-- start of Text excerpt --
Nvidia GT300 core: Speculation

Status
Not open for further replies.
For those of us who don't read tech-German (I suspect most can figure it out more or less ;)) here's a short overview:

Unnamed Nvidia-insiders / source close to Nvidia bla bla: GT300 will be a generation jump like NV40 and G80 were and the true heir to the G80 throne, where GT200 is basically just considered G80+. It'll be on 40nm, have DX11 support, and they're shooting for the 4th quarter of 2009 (this info seems to coincide with the CUDA 3.0 roadmap)

Some more buzzwords in there; apparently they're moving from SIMD towards a kind of Multiple Instruction Multiple Data, clusters should be arranged more dynamically, more use of crossbar technology and additional buffers. Big changes coming in power- and memorymanagement.

First silicon supposed to be running but still at low clockspeeds.
 
You should not believe in anything this guy KonKort is posting, he's just trying to promote his own website and he's spreading that bullshit everywhere on german forums.
 
Or we could entertain a little insanity? So is MIMD total BS, or technically possible for GT3xx, and if so what type of MIMD?

(1.) Are we talking SIMD hardware which automatically regroups divergent branches into common instruction SIMD vectors for computation?

(2.) Or hardware which keeps same data vector but allows scaler lanes to have different instructions?

(3.) Or hardware which is full on scaler?
 
Going forwards, "work groups" (OpenCL) are going to grow considerably as time goes by. Hundreds and thousands of work items per work group - simply to enable a reasonably large radius for inter-work-item data sharing.

Apart from synching amongst themselves in order to be well behaved in data sharing, the work items can all act independently of each other.

In graphics there's still texture-gradient to bind 4 work items together, so texturing is always going to be a bit of a bottleneck.

But apart from that, when throwing control flow into the mix, which in effect creates sub-work-group synch points, the work items are all free to do what they want.

When a work group is scheduled it's broken down into warps on NVidia hardware. In my view there's nothing about a warp (apart from texture-quads for gradient purposes) that keeps the work units in a warp together.

If a work group is 32x32 work items, in general it doesn't matter if (2,2)(2,4)(4,8)(4,12)(16,8)(16,9)(16,10)(16,11) find themselves in the SIMD at the same time on a series of clocks (instructions).

In G80, NVidia's built a fairly complicated instruction/operand windowing unit, allowing the dimensions of warp and instruction to be executed out of order. It seems to me that by extending this logic further it's possible to dynamically construct warps by going into the third dimension: work-items.

By tagging each work-item with a synch-point, the windower can identify valid combinations of data and instructions to be issued. The synch-points are determined either by explicit data-share synch statements (barrier) in the instruction stream, or by control flow.

With barriers windowed, the SIMD can execute an arbitrarily constructed warp consisting of a stream of instructions that are valid and available within the window.

So in a work-group of 1024 work-items, if only 10 of them want to execute a loop, then the SIMD wastage is restricted to loop count * (clock-length of a warp (4) * SIMD-width (8) - 10), i.e. loop-count*22. It doesn't matter how randomly these 10 work-items are spread throughout the work-group of 1024. The windower will collect them all together within a single warp, for each instruction and every iteration of the loop.
-- end of Text excerpt --
-- start of Dataset records --
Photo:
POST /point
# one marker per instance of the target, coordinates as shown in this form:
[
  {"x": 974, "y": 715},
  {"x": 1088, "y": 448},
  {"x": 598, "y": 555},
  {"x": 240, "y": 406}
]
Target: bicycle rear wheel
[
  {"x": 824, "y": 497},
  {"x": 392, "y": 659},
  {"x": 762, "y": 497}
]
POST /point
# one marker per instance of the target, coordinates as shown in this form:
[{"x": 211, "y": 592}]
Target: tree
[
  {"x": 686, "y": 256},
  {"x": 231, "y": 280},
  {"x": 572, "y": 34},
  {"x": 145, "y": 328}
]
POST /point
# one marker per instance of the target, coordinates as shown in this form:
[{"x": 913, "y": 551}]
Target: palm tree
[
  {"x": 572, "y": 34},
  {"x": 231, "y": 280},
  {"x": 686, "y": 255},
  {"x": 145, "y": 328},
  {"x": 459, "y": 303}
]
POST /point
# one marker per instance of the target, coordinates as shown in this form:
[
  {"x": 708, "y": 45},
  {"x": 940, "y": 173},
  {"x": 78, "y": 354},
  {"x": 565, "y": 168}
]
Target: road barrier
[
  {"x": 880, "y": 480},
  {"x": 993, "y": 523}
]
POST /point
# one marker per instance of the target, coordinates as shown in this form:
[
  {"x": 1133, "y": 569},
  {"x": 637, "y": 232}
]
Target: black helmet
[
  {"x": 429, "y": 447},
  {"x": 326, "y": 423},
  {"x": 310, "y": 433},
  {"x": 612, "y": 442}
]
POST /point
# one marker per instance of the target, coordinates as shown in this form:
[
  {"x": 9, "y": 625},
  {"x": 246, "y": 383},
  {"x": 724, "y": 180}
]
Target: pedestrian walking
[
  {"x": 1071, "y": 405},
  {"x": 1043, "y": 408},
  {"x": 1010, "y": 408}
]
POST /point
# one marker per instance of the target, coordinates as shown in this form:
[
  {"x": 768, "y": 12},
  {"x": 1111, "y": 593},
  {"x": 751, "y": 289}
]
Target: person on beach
-- end of Dataset records --
§ **Written problem A**
From the GT300 speculation thread, translate this sentence into Spanish: "Apart from synching amongst themselves in order to be well behaved in data sharing, the work items can all act independently of each other."
§ **Written problem B**
In one to three sentences, state the reason the GT300 thread gives for expecting OpenCL work groups to grow to hundreds and thousands of work items.
§ **Written problem C**
Continue the GT300 speculation thread from its last sentence.
The material that comes after the thread is separate from it.

§ **Exercise result A**
Aparte de sincronizarse entre sí para comportarse correctamente al compartir datos, todos los elementos de trabajo pueden actuar de forma independiente unos de otros.

§ **Exercise result B**
The larger work groups are meant to allow a reasonably large radius for data sharing between work items.

§ **Exercise result C**
I'm figuring that the "expensive", fine-grained scheduling hardware that NVidia's put together in G80 et al, could turn into "very cheap" scheduling hardware in GT300, once it starts to execute any code with intricate control flow (including barriers and atomic accesses to memory).

So, it's sort of MWMD - multiple warp multiple data :D

Jawed
 
For those of us who don't read tech-German (I suspect most can figure it out more or less ;)) here's a short overview:

Unnamed Nvidia-insiders / source close to Nvidia bla bla: GT300 will be a generation jump like NV40 and G80 were and the true heir to the G80 throne, where GT200 is basically just considered G80+. It'll be on 40nm, have DX11 support, and they're shooting for the 4th quarter of 2009 (this info seems to coincide with the CUDA 3.0 roadmap)

Some more buzzwords in there; apparently they're moving from SIMD towards a kind of Multiple Instruction Multiple Data, clusters should be arranged more dynamically, more use of crossbar technology and additional buffers. Big changes coming in power- and memorymanagement.

First silicon supposed to be running but still at low clockspeeds.
If they have silicon in house and are shooting for Q4 they're not being very aggressive.
 
If they have silicon in house and are shooting for Q4 they're not being very aggressive.

If memory serves well it wasn't any different with G80 before its release. If GT3x0 is really as "revolutionary" as some "leaks" want to indicate, then they better be mighty careful that the result will have close to 0 drawbacks or hiccups; even more so since its a new technological generation.

Besides it really depends what anyone could mean with "samples" or "in house silicon". I have severe doubts that GT3x0 is 'ready' as NV means it when they say it. "They're working on it" should be more accurate IMHLO.

As for the rumour mongering it's funny since its easy to recognize from where each tidbit comes from. Too bad none of them is able to give a decent explanation to each buzzword thrown in the air LOL ;)
 
So in a work-group of 1024 work-items, if only 10 of them want to execute a loop, then the SIMD wastage is restricted to loop count * (clock-length of a warp (4) * SIMD-width (8) - 10), i.e. loop-count*22. It doesn't matter how randomly these 10 work-items are spread throughout the work-group of 1024. The windower will collect them all together within a single warp, for each instruction and every iteration of the loop.

If Nvidia does something like this, while technically impressive I don't really see it being a boon for games though. There are some more branchy algorithms out there but I don't think we're at a point where this sort of efficiency is better than just throwing more units at the problem in terms of bang per transistor. Of course the GPGPU/CUDA guys would be in GPU heaven.
 
You should not believe in anything this guy KonKort is posting, he's just trying to promote his own website and he's spreading that bullshit everywhere on german forums.

And u should keep quiet until u can show us better infos. Just because he has a website doesnt mean his infos are wrong.
 
If Nvidia does something like this, while technically impressive I don't really see it being a boon for games though. There are some more branchy algorithms out there but I don't think we're at a point where this sort of efficiency is better than just throwing more units at the problem in terms of bang per transistor. Of course the GPGPU/CUDA guys would be in GPU heaven.
I'll be keeping an eye out for NVidia presentations that encourage the use of dynamic branching.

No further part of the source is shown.